_Extrait de page_
--------------------------------------------------

Eglises d'Asie

Des accords conclus entre les Etats-Unis et le Vietnam sur le respect de la liberté religieuse laissent sceptiques un certain nombre d’organismes concernés

Publié le 18/03/2010




Par un retournement assez inattendu, peu après avoir rendu publique l’annonce de la prochaine visite, le 21 juin 2005, du Premier ministre vietnamien Phan Van Khai à Washington, les Etats-Unis ont annoncé, le jeudi 5 mai, qu’ils avaient conclu un accord avec le Vietnam sur le respect de la liberté religieuse. Cependant, dès le lendemain, le 6 mai, la Commission pour la liberté religieuse dans le monde (USCIRF), composée de dix membres nommés par le président George W. Bush et le Congrès, a émis un commentaire critique des accords et demandé que soit institué un appareil de contrôle qui assurerait l’application des clauses du récent accord. Cette même commission avait, à la fin de l’année dernière, recommandé au département d’Etat de placer le Vietnam sur la liste des pays plus particulièrement préoccupants en ce qui concerne les violations de la liberté religieuse.

--------------------------------------------------

_Extrait des données_
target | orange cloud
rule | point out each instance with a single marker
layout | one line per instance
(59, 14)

--------------------------------------------------

_Consigne 1_
Extrayez de l'article sur la liberté religieuse au Vietnam le passage qui commence par les mots contenant « Par un retournement » et se termine par « violations de la liberté religieuse. ».
_Consigne 2_
Rédigez la suite de l'article sur la liberté religieuse au Vietnam à partir de sa dernière phrase.

_Réponse produite 1_
Par un retournement assez inattendu, peu après avoir rendu publique l’annonce de la prochaine visite, le 21 juin 2005, du Premier ministre vietnamien Phan Van Khai à Washington, les Etats-Unis ont annoncé, le jeudi 5 mai, qu’ils avaient conclu un accord avec le Vietnam sur le respect de la liberté religieuse. Cependant, dès le lendemain, le 6 mai, la Commission pour la liberté religieuse dans le monde (USCIRF), composée de dix membres nommés par le président George W. Bush et le Congrès, a émis un commentaire critique des accords et demandé que soit institué un appareil de contrôle qui assurerait l’application des clauses du récent accord. Cette même commission avait, à la fin de l’année dernière, recommandé au département d’Etat de placer le Vietnam sur la liste des pays plus particulièrement préoccupants en ce qui concerne les violations de la liberté religieuse.

_Réponse produite 2_
C’est John Hanford, ambassadeur itinérant chargé de la liberté religieuse, qui a annoncé la nouvelle de l’accord lors d’une conférence de presse tenue à Washington, le mercredi 4 mai. Des entretiens supplémentaires, concernant cet accord qui porte sur l’exercice de la liberté religieuse, devaient se poursuivre le vendredi suivant, à Hanoi, avec le secrétaire d’Etat adjoint Robert Zoellick. John Hanford a précisé que les deux gouvernements vietnamien et américain avaient signé un accord donnant une solution à un certain nombre de préoccupations relatives à la liberté de croyance. Le Vietnam, selon lui, a progressé sur un certain nombre de points, mais subsistaient encore de nombreux problèmes en suspens, restant à régler définitivement. Ceux-ci devaient former les thèmes des pourparlers du secrétaire d’Etat adjoint avec son interlocuteur de Hanoi.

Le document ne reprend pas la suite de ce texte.